» Given instruction:
Which lines in the rows below contain the word "clock"? Locate each one and copy it out.

□ □ □ □ □

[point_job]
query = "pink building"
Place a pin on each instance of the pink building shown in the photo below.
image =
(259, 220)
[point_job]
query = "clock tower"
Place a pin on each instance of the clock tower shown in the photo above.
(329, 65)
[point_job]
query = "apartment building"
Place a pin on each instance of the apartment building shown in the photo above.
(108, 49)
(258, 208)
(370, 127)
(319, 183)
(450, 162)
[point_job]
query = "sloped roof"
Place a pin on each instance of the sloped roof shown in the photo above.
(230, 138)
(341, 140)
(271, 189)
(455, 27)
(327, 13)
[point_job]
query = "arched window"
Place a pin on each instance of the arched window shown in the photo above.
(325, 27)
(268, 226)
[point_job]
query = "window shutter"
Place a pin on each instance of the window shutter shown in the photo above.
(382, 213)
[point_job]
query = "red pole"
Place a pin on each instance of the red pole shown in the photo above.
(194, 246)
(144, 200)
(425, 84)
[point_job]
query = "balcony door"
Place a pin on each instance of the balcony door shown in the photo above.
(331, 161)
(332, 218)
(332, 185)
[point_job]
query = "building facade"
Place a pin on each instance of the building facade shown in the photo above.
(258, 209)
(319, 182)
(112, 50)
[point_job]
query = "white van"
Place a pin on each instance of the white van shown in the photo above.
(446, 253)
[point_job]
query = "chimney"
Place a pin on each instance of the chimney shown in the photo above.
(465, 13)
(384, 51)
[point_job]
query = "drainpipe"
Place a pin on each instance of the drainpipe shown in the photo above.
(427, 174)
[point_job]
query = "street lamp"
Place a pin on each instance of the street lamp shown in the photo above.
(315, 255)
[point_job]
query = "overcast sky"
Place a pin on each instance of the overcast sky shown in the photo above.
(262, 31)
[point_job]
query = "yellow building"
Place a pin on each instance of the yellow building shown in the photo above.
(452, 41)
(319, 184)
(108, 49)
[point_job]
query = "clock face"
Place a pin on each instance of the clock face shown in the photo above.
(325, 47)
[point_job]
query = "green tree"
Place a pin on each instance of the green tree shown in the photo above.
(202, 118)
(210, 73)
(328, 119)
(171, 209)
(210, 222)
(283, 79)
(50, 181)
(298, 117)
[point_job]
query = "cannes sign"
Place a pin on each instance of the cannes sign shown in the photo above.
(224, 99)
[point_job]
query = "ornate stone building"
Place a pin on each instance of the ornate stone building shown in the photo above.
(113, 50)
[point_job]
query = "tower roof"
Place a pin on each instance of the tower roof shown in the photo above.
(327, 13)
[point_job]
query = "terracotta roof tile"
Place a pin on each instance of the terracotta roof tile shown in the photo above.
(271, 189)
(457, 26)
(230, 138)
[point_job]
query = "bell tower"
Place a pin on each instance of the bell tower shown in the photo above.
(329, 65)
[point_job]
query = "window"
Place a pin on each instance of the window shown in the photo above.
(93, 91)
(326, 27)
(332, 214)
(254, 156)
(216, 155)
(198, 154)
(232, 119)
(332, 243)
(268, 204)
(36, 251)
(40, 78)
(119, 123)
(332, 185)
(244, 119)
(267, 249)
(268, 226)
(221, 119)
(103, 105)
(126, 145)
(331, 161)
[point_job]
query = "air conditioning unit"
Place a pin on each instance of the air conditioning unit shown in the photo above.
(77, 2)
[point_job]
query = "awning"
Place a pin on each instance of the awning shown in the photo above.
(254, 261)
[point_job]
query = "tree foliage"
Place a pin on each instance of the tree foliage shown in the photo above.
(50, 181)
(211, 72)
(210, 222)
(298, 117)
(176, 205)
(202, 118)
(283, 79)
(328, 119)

□ □ □ □ □

» Exercise answer:
query = "clock tower"
Place a pin on each instance of the clock tower shown in the photo above.
query = "clock face"
Place a pin on each instance of the clock face shown in the photo above.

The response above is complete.